YOUR OBJECTIVE: Copy out the lines between the one holding "finding the large" and the one holding "finding the window", inclusive, keeping the requests unchanged and adjusting each bounding-box coordinate in the answers by adding 50.

PROVIDED MATERIAL:

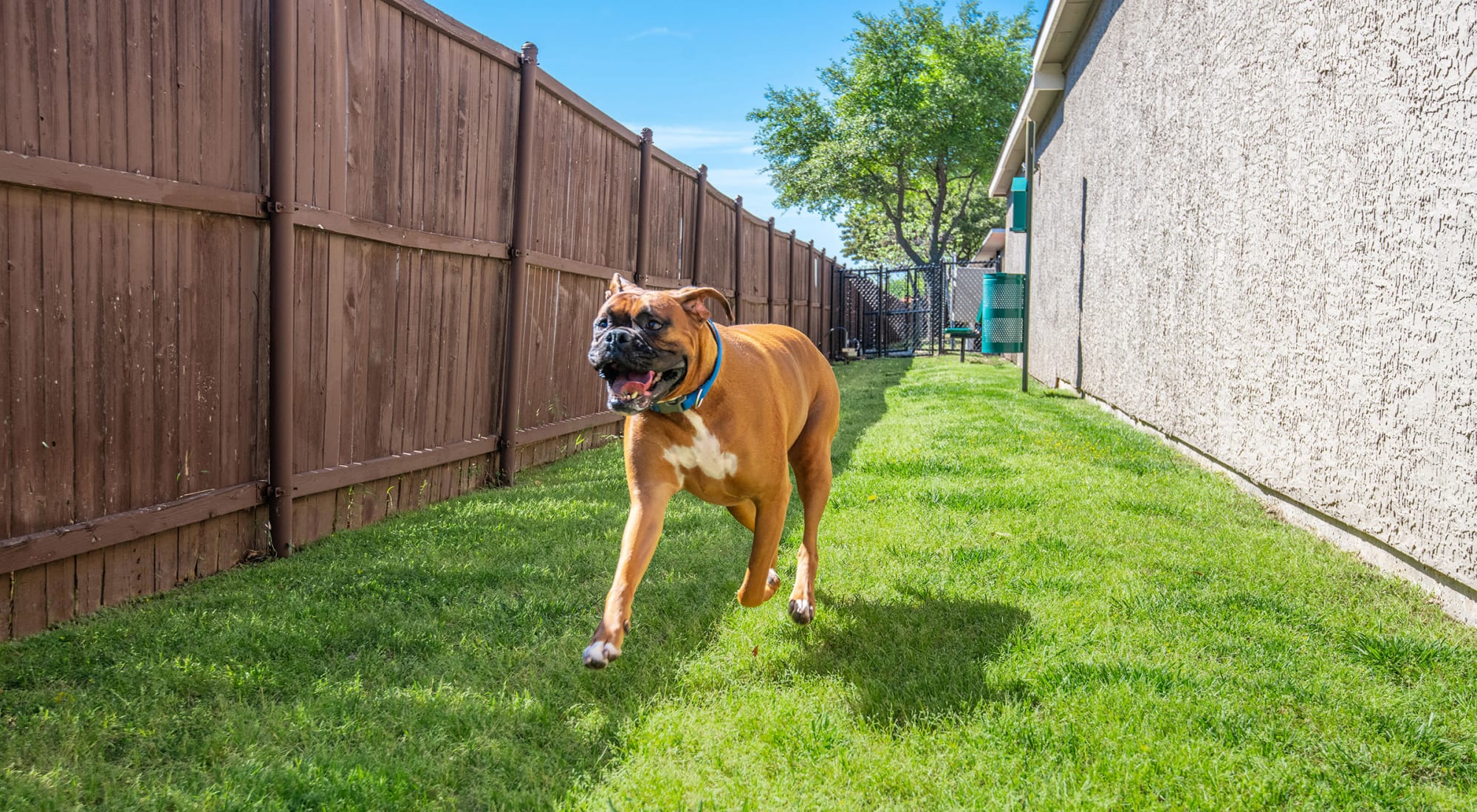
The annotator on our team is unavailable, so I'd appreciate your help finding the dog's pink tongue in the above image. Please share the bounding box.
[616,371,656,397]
--
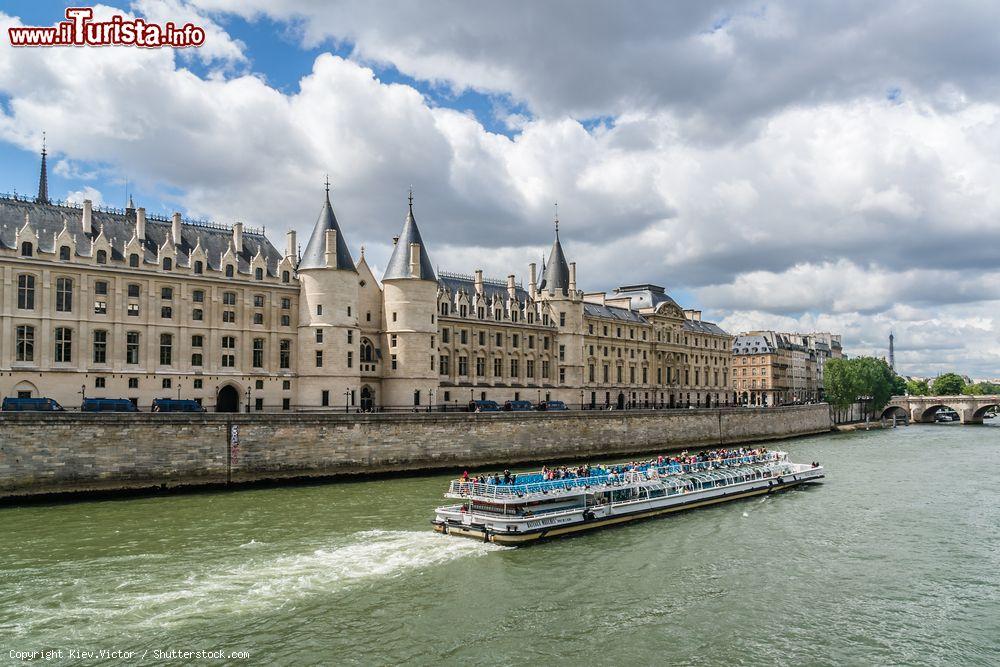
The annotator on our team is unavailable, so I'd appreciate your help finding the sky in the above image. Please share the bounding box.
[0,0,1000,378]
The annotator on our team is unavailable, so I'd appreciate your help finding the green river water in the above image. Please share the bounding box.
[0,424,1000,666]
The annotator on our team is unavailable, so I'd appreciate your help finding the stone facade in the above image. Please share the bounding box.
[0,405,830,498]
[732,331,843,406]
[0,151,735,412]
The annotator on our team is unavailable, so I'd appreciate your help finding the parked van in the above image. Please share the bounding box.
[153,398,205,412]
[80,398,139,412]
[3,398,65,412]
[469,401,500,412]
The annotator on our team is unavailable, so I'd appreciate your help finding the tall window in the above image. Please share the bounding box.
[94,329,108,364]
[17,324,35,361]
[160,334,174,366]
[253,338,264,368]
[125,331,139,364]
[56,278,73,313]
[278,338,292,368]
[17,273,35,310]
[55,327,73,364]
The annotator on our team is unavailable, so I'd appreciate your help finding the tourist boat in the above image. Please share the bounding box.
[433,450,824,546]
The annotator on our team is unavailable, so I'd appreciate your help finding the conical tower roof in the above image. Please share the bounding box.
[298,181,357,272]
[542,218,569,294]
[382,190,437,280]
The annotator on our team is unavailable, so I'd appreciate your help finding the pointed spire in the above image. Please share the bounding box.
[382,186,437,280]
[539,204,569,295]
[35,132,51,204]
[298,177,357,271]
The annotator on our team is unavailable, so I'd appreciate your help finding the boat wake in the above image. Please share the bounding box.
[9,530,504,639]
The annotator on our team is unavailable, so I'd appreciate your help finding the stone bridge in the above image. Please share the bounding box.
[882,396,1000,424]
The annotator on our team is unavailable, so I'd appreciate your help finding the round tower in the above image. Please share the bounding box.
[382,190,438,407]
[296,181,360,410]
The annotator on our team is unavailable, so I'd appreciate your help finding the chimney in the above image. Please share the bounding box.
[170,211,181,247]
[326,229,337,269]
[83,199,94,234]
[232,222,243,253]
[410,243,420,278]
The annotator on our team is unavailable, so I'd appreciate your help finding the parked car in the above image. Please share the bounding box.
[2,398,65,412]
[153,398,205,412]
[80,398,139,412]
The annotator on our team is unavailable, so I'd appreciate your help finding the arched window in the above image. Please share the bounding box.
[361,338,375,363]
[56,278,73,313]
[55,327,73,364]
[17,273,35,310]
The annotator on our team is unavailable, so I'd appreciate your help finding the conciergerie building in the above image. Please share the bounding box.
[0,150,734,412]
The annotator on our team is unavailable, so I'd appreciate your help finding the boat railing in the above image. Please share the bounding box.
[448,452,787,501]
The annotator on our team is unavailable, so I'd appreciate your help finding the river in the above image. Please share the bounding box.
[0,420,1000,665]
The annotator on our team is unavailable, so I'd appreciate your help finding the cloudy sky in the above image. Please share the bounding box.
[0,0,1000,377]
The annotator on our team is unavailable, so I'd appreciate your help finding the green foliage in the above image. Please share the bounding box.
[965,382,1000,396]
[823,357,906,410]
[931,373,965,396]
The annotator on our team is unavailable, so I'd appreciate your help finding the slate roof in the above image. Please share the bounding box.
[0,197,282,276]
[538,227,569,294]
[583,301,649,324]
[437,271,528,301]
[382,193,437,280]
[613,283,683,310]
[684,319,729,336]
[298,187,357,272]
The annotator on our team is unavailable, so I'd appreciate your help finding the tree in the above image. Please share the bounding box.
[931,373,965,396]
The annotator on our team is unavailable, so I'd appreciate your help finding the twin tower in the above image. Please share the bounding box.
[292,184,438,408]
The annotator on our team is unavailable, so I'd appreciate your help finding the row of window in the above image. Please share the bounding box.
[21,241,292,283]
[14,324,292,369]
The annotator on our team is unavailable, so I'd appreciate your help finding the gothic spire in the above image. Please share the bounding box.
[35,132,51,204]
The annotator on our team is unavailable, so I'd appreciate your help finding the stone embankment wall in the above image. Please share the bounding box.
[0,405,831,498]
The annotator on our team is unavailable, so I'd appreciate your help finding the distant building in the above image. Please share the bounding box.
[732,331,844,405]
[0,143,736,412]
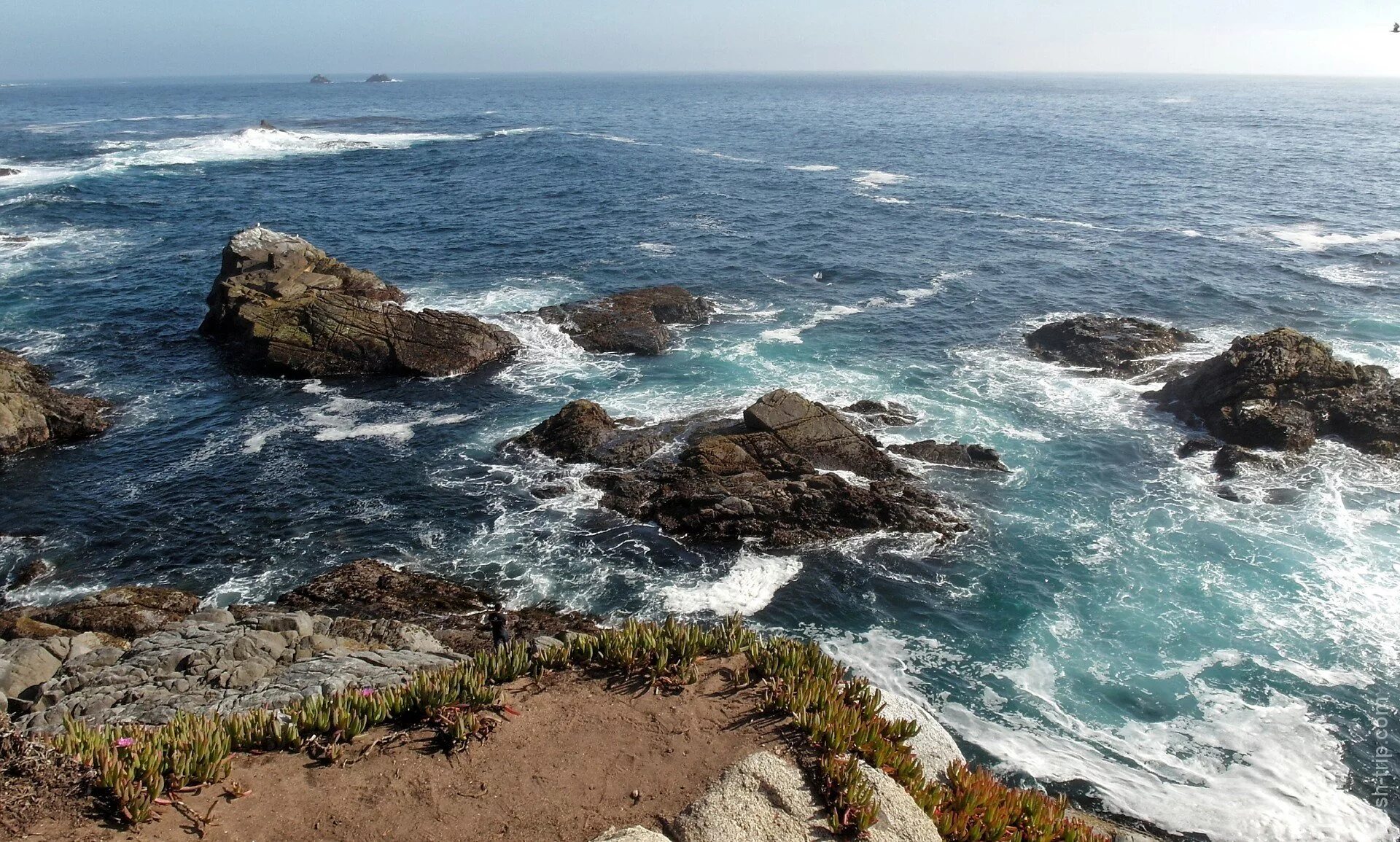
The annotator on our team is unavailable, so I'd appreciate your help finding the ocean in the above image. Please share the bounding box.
==
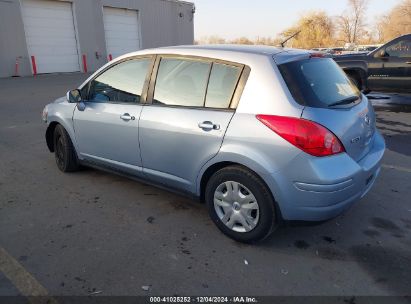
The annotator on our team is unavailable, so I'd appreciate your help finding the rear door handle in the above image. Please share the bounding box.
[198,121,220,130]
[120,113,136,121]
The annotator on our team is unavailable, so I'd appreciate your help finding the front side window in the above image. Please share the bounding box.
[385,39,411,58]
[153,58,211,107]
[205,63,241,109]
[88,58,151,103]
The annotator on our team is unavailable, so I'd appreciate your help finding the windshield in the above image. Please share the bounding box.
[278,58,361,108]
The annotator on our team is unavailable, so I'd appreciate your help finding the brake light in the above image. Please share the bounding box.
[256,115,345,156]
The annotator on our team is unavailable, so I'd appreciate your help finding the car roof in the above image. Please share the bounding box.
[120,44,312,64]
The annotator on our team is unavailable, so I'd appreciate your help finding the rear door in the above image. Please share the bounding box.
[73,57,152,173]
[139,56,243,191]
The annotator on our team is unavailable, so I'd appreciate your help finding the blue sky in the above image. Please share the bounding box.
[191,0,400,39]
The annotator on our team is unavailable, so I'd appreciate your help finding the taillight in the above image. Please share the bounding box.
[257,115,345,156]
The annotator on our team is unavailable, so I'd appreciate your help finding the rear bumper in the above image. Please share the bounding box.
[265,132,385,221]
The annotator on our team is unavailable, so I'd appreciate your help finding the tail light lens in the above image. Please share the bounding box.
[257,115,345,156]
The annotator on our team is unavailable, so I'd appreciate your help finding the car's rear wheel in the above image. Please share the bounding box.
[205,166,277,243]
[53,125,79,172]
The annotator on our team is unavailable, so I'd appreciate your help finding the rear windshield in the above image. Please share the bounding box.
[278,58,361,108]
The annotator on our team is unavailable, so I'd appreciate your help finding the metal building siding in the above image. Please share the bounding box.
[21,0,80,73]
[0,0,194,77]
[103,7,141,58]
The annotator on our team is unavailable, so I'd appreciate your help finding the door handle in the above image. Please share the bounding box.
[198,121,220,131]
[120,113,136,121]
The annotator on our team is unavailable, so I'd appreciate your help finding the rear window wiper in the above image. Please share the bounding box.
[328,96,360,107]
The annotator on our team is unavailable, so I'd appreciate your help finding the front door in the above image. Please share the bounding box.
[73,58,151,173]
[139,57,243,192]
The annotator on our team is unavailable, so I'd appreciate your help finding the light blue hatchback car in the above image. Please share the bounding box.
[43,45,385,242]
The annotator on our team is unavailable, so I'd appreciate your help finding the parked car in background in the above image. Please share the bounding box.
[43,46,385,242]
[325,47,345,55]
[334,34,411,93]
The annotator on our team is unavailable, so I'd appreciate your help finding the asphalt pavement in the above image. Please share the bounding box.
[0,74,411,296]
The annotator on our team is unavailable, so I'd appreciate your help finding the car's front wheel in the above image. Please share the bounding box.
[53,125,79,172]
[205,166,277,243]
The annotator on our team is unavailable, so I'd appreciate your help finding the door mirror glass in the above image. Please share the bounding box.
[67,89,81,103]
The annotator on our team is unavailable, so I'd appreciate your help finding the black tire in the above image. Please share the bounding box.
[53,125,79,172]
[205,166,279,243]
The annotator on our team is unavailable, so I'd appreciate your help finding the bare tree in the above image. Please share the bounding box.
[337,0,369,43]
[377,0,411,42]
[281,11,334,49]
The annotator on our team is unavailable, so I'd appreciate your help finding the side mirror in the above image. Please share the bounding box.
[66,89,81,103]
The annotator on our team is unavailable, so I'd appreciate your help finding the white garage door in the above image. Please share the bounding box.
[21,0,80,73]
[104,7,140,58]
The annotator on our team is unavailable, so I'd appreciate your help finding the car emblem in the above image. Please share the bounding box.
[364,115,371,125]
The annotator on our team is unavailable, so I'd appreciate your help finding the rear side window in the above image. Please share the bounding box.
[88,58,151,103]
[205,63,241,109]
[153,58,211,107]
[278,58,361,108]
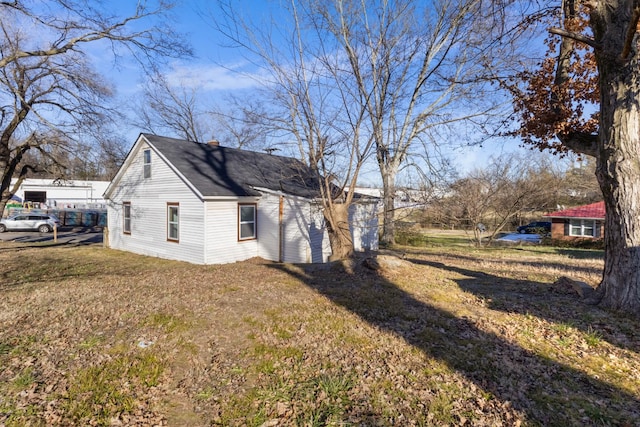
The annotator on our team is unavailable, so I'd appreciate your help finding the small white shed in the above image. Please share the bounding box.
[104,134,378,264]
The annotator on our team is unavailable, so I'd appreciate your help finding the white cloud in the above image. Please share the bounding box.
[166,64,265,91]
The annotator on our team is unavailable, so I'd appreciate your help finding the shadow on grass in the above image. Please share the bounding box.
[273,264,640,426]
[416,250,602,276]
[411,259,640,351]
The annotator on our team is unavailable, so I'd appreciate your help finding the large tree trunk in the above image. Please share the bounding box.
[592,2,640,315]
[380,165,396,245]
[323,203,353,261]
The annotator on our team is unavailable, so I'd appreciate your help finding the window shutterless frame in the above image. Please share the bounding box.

COMPLETE ANSWER:
The annotator on our team is unavailable, so I'd appreciate your help finding the large tree trunk in the above image. Please share the bounding box.
[642,52,690,365]
[430,215,446,295]
[373,253,403,311]
The annotator on our team is unavailable, so I'd appreciate your help finding the window shutterless frame in the above image. Please share the bounding box.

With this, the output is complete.